§ Natural-language object grounding data
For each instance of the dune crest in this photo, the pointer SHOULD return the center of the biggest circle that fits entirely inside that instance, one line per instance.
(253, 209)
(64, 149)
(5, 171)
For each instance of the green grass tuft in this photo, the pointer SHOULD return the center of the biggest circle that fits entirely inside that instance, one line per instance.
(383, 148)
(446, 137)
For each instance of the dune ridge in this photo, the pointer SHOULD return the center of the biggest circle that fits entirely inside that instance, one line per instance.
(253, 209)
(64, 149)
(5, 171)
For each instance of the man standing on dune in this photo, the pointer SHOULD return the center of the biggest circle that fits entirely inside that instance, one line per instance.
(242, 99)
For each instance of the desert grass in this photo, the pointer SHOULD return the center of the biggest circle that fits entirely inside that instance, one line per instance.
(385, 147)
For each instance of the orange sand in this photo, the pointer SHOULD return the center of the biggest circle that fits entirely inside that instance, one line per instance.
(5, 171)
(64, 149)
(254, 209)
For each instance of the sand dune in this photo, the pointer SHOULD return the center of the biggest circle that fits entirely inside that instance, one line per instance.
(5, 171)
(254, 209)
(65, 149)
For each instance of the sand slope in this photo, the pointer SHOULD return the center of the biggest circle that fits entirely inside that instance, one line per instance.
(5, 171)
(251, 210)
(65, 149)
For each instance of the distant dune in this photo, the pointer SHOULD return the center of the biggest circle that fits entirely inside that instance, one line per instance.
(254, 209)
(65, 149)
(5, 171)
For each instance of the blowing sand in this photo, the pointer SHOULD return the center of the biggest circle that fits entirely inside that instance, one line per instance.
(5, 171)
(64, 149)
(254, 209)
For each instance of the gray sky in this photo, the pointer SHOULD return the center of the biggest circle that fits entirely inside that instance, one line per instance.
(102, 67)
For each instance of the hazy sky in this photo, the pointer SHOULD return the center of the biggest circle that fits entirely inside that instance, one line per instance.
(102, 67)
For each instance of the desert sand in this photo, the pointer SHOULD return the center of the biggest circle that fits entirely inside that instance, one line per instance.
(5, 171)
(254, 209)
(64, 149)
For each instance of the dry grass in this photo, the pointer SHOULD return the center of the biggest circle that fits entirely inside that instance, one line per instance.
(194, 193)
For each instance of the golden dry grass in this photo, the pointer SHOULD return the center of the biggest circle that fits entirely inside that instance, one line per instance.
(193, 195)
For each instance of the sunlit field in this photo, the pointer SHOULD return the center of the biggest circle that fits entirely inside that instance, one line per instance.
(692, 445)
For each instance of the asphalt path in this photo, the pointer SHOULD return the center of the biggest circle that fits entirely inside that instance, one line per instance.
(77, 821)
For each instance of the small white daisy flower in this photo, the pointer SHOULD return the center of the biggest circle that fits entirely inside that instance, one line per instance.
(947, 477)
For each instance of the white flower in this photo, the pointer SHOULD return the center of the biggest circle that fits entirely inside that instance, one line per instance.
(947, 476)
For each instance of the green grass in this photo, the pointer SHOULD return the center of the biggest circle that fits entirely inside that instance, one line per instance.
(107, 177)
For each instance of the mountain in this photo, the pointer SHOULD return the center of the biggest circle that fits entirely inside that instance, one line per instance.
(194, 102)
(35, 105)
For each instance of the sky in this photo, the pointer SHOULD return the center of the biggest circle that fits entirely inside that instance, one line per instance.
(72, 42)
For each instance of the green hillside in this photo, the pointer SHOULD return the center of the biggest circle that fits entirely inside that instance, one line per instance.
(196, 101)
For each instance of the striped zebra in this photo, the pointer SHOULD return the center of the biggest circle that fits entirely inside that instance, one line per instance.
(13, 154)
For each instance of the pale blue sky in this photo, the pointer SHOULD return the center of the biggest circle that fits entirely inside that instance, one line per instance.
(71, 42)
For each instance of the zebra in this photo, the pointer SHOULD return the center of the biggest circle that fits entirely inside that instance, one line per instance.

§ WHAT THE EXERCISE ASKS
Give back each line above exactly as written.

§ REPLY TO THE TASK
For each instance of the dune crest in this photo, the pointer SHOULD return the center of the biggest circle that fits entirely inside that instance, one line per instance.
(253, 209)
(64, 149)
(5, 171)
For each instance of the green grass tuft in this photo, the pointer SHOULD return the center of the biggest circle that fits entirely inside that instance, one line per instance.
(383, 148)
(446, 137)
For each instance of the dune ridge in this photo, the pointer SHOULD return the center of the biggest circle that fits entirely inside that instance, one line per instance.
(253, 209)
(64, 149)
(5, 171)
For each instance of the man standing on dune in this photo, the pointer SHOULD return the center of the biggest circle that fits entirely inside that instance, one line per instance.
(242, 99)
For each instance of the desert grass in this photo, the pointer SHOULD return the center of the biggest circle that fits entirely inside that instance, one line per instance.
(385, 147)
For each instance of the orange sand in this photo, the pointer SHOULD return the center of the biggest circle that fits entirely inside that instance, one line per instance.
(5, 171)
(64, 149)
(254, 209)
For each instance of the sand dune in this photo, the pointer SHOULD return the center of the biggest circle that fits entirely inside that instance, one line per instance.
(5, 171)
(254, 209)
(65, 149)
For each instance of the sand slope in this photo, the pointer SHOULD return the center of the biggest circle that fits entirely inside that instance, one line per instance.
(5, 171)
(251, 210)
(65, 149)
For each instance of the distant dune in this photo, the pointer SHOULD return the center of the biggest circle that fits entirely inside that instance, one line per instance.
(254, 209)
(65, 149)
(5, 171)
For each instance of the blowing sand in this photo, the pointer SHOULD return the center of the biggest circle that fits entirely inside that instance, one line per instance.
(5, 171)
(64, 149)
(254, 209)
For each instance of the gray sky in this photo, the pointer SHOULD return the center of the biggest circle that fits entirely inside that instance, one line per instance.
(102, 67)
For each instance of the hazy sky in this photo, the pointer SHOULD return the center of the biggest circle that fits entirely inside that instance, one line per instance.
(102, 67)
For each instance of the desert sand in this photo, the pointer SHOULD return the center of the biggest circle that fits entirely inside that instance, one line per instance.
(5, 171)
(254, 209)
(64, 149)
For each instance of the dry grass in this photo, the pointer SHOULD return the center of the biggest circle that fits entirely inside that instance, one line per instance.
(194, 193)
For each instance of the golden dry grass in this photo, the pointer SHOULD return the center of the biggest circle that fits entirely inside that instance, one line per instance.
(193, 195)
For each instance of the sunlit field in this photo, the pointer SHOULD return the center of the biggest circle that fits entirely inside that instance, one line per instance.
(692, 445)
For each instance of the asphalt path in this photo, the pointer SHOULD return the center of the biggest circle that fits entirely inside that instance, one line per instance.
(77, 821)
For each instance of the small white daisy flower in this photo, the pointer SHOULD return the center of the biggest circle that fits entirely inside that instance, one line per instance.
(947, 477)
For each instance of the white flower in this photo, the pointer SHOULD return the center of the biggest circle that fits entirely inside that instance, one line per instance.
(947, 476)
For each instance of the green grass in this photo, the pointer SHOULD return the center of the biggest circle that fits entirely inside that instance, one line per instance.
(107, 177)
For each instance of the mountain in this photo, the pointer SHOULD return the center of the biggest circle that fits entirely inside that instance, one line per instance.
(194, 102)
(35, 105)
For each instance of the sky in this photo, the pointer SHOULD return the center of the biggest circle that fits entirely inside that instance, one line per instance.
(72, 42)
For each instance of the green hillside in this photo, the pointer SHOULD return the center of the biggest circle that fits entirely inside that instance, one line per instance.
(196, 101)
For each instance of the striped zebra in this photo, the pointer SHOULD return the center of the biggest circle that fits entirely inside that instance, one line per instance.
(13, 154)
For each instance of the pale blue sky in this photo, the pointer SHOULD return the center of the biggest circle that fits entirely inside that instance, one line per instance.
(71, 42)
For each instance of the zebra in this photo, the pointer SHOULD return the center of the biggest circle that fits entirely inside that instance, one line per instance.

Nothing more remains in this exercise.